═══ Supplied text ═══

Brandon Hudgins

Personal information
- Nationality: American
- Born: January 14, 1987 (age 39) Rock Hill, South Carolina

Sport
- Sport: Track
- Events: 1500 meters, mile
- College team: Winthrop Appalachian State
- Club: High Point Athletic Club
- Turned pro: 2011

Achievements and titles
- Personal bests: 1500m: 3:38.20 Mile: 3:59.67

= Brandon Hudgins =

American middle-distance runner

Brandon Hudgins (born January 14, 1987) is an American middle-distance runner. He is known for having stopped running when he experienced three episodes of granulomatosis with polyangiitis, and subsequently making a comeback to run a sub-four minute mile at the age of 28 as a non-professional athlete. In 2018 he co-founded the High Point Athletic Club, a run coach service based in High Point, North Carolina. The High Point Athletic Club opened a physical location in Jamestown, North Carolina, in October 2022.

==Running career==
===High school===
Hudgins attended Northwestern High School of Rock Hill, South Carolina, where he ran cross country and track. When he graduated in 2005, he was the South Carolina state champion in the boy's outdoor 1600 meters, posting a time of 4:16.

===Collegiate===
Hudgins enrolled at Winthrop University where he made further improvements in his first two years. During his junior year at university, he experienced his first episode of granulomatosis with polyangiitis. He went on to complete his undergraduate degree at Winthrop without running competitively during his junior and senior years of undergrad studies. As a graduate student, he went on to study at Appalachian State University, where he made a return to competitive running. At ASU, he posted personal bests of 3:45 in the 1500 meters and 1:50 in the 800 meters, which were actually faster than his previous bests before contracting granulomatosis. He graduated from ASU in 2011.

===Post-collegiate===
After graduating from ASU, Hudgins signed a semi-professional contract with Saucony. However, his body experienced new episodes of granulomatosis starting from 2012, after which Saucony stopped sponsoring him due to lack of performance. After having lost his sponsorship, he began working full-time at the Westglow Spa in Blowing Rock, North Carolina. During this time he got coached by James Snyder, one of his former coaches at ASU. Hudgins training typically involved a volume of 75–90 miles per week even while working. On August 7, 2015, Hudgins placed fifth in the men's elite heat at the 2015 Sir Walter Miler, with a time of 3:59.67.

== Writings ==
Brandon has a blog page that has amassed nearly 50k hits. The blog focuses on his life a Vasculitis patient, a professional runner, and his battles with anxiety and depression. On August 15, 2017, Brandon self published his book, Going the Distance, on ebook exclusively for Kindle. The book became available in paperback a few days later on August 19. In the book Brandon describes much of his journey through the last 10 years of his life on his journey to make the Olympic Track and Field Trials in 2016.

═══ Source information ═══

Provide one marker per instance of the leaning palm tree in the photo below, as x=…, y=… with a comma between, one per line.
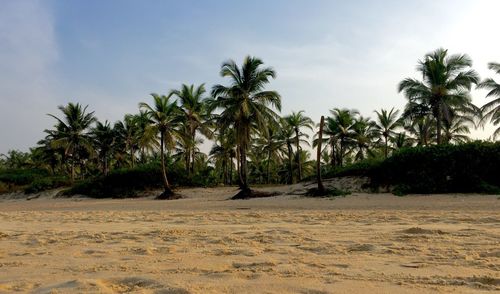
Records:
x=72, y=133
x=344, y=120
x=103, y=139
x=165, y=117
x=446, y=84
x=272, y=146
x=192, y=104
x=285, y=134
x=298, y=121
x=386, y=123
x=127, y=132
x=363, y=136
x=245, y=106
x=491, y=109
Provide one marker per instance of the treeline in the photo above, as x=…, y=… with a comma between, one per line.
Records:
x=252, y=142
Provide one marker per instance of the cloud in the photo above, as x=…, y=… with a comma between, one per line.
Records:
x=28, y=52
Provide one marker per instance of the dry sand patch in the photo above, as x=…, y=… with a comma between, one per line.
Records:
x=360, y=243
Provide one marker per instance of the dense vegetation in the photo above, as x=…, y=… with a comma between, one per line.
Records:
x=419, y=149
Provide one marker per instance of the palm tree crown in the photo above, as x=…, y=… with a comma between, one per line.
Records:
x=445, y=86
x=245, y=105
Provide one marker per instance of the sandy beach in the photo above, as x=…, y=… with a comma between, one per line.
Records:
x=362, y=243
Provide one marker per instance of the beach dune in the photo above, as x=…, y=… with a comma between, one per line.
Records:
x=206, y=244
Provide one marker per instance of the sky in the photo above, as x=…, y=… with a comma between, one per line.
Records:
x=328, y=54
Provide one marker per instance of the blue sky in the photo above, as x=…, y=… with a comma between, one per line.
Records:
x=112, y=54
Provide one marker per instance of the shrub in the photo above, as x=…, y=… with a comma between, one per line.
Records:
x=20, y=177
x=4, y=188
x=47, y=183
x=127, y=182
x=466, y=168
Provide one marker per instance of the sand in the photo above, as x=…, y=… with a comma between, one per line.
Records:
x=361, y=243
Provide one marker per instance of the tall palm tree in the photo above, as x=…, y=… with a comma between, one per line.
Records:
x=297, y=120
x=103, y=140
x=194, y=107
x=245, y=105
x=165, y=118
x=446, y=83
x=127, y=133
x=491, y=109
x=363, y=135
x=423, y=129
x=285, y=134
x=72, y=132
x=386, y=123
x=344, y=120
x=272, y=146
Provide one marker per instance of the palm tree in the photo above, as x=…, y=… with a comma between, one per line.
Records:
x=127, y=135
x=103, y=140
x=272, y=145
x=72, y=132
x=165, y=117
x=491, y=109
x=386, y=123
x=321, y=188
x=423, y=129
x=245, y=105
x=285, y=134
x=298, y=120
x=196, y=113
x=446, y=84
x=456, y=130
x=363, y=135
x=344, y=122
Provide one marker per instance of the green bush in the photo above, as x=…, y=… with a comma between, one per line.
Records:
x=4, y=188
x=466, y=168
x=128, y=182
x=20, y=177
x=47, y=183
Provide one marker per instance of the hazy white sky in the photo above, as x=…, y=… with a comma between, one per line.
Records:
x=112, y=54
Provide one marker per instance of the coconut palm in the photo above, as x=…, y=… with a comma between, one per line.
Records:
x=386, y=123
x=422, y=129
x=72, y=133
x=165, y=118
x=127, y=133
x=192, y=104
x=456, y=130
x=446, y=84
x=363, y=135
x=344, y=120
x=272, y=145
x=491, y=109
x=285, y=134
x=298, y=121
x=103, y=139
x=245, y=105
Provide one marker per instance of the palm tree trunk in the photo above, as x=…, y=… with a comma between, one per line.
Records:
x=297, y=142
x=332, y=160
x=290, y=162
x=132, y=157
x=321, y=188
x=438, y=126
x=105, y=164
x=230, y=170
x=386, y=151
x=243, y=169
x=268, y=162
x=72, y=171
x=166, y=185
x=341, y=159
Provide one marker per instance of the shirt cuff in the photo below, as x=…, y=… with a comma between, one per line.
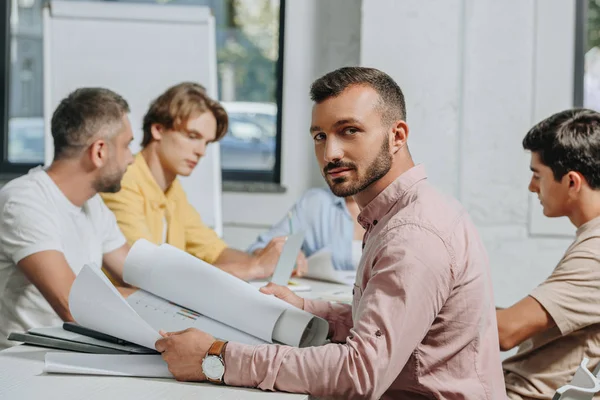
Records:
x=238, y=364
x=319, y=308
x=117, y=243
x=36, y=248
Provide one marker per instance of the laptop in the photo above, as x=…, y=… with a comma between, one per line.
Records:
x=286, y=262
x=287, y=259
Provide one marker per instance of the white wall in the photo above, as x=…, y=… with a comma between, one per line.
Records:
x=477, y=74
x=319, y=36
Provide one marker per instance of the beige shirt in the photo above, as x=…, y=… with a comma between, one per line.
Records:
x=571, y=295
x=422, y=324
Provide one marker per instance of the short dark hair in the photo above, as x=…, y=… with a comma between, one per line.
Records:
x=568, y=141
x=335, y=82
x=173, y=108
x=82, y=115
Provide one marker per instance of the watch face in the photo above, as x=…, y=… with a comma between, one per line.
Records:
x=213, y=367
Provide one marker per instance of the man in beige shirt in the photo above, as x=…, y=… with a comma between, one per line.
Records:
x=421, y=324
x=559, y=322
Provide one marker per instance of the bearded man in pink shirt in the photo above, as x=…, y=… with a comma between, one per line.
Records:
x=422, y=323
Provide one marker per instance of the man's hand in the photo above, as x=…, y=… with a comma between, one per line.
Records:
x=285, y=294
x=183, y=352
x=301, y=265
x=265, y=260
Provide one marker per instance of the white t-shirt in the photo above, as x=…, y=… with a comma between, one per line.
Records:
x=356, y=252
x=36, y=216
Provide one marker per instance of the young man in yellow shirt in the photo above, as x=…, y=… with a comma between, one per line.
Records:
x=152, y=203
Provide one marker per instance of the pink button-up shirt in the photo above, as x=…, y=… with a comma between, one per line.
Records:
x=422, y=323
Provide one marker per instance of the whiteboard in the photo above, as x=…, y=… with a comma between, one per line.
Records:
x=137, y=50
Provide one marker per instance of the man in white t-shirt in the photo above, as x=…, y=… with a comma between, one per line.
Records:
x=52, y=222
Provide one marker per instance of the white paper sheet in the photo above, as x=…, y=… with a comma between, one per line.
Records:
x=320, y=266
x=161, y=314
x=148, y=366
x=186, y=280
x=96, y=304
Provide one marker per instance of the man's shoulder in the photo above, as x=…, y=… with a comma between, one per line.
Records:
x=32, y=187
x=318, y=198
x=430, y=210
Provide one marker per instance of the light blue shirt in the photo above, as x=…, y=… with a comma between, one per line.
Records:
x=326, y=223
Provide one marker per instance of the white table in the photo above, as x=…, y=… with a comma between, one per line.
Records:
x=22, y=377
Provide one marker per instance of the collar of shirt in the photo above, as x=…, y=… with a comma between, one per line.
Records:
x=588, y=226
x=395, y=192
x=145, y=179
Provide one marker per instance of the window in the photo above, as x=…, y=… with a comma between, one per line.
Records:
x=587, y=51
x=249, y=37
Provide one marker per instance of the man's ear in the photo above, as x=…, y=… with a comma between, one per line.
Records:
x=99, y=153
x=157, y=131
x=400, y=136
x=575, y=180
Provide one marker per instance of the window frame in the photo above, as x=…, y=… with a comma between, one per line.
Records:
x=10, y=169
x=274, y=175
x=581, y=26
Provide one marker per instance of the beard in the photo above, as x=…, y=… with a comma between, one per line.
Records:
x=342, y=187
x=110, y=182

═══
═══ Source information ═══

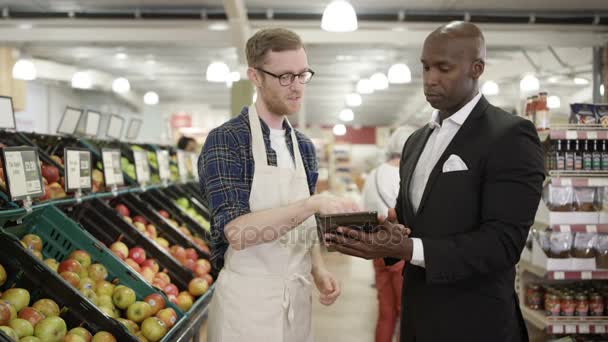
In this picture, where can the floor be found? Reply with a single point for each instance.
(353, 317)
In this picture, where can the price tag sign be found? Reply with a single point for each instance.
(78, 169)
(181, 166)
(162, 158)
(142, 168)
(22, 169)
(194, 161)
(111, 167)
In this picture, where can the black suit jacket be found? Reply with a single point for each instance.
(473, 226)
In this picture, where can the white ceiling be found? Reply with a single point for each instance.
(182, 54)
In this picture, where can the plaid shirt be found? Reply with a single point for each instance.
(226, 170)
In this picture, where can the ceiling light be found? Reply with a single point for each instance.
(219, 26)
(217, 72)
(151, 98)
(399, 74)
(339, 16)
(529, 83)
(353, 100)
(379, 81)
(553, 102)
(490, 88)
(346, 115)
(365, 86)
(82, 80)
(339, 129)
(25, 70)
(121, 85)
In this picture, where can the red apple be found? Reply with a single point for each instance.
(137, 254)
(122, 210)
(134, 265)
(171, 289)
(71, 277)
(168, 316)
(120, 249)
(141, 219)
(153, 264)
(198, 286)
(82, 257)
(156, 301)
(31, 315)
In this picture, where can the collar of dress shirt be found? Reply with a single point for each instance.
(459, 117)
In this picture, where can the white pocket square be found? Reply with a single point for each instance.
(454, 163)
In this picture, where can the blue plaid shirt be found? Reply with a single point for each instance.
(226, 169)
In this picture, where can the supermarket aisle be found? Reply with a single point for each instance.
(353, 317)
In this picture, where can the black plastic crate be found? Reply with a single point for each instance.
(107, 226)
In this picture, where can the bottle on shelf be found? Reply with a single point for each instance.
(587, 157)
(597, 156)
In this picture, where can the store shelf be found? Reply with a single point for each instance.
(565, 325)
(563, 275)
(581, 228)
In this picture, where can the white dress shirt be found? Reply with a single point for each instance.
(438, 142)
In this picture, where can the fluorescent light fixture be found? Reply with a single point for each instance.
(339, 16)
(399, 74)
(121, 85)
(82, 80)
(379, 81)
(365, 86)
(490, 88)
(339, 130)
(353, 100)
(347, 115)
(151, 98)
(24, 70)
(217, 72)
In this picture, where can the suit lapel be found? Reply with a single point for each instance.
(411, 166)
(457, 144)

═══

## Problem statement
Reproduce verbatim the stretch of the Brandon Hudgins article from "Brandon Hudgins (born" through "in October 2022.".

## Task result
Brandon Hudgins (born January 14, 1987) is an American middle-distance runner. He is known for having stopped running when he experienced three episodes of granulomatosis with polyangiitis, and subsequently making a comeback to run a sub-four minute mile at the age of 28 as a non-professional athlete. In 2018 he co-founded the High Point Athletic Club, a run coach service based in High Point, North Carolina. The High Point Athletic Club opened a physical location in Jamestown, North Carolina, in October 2022.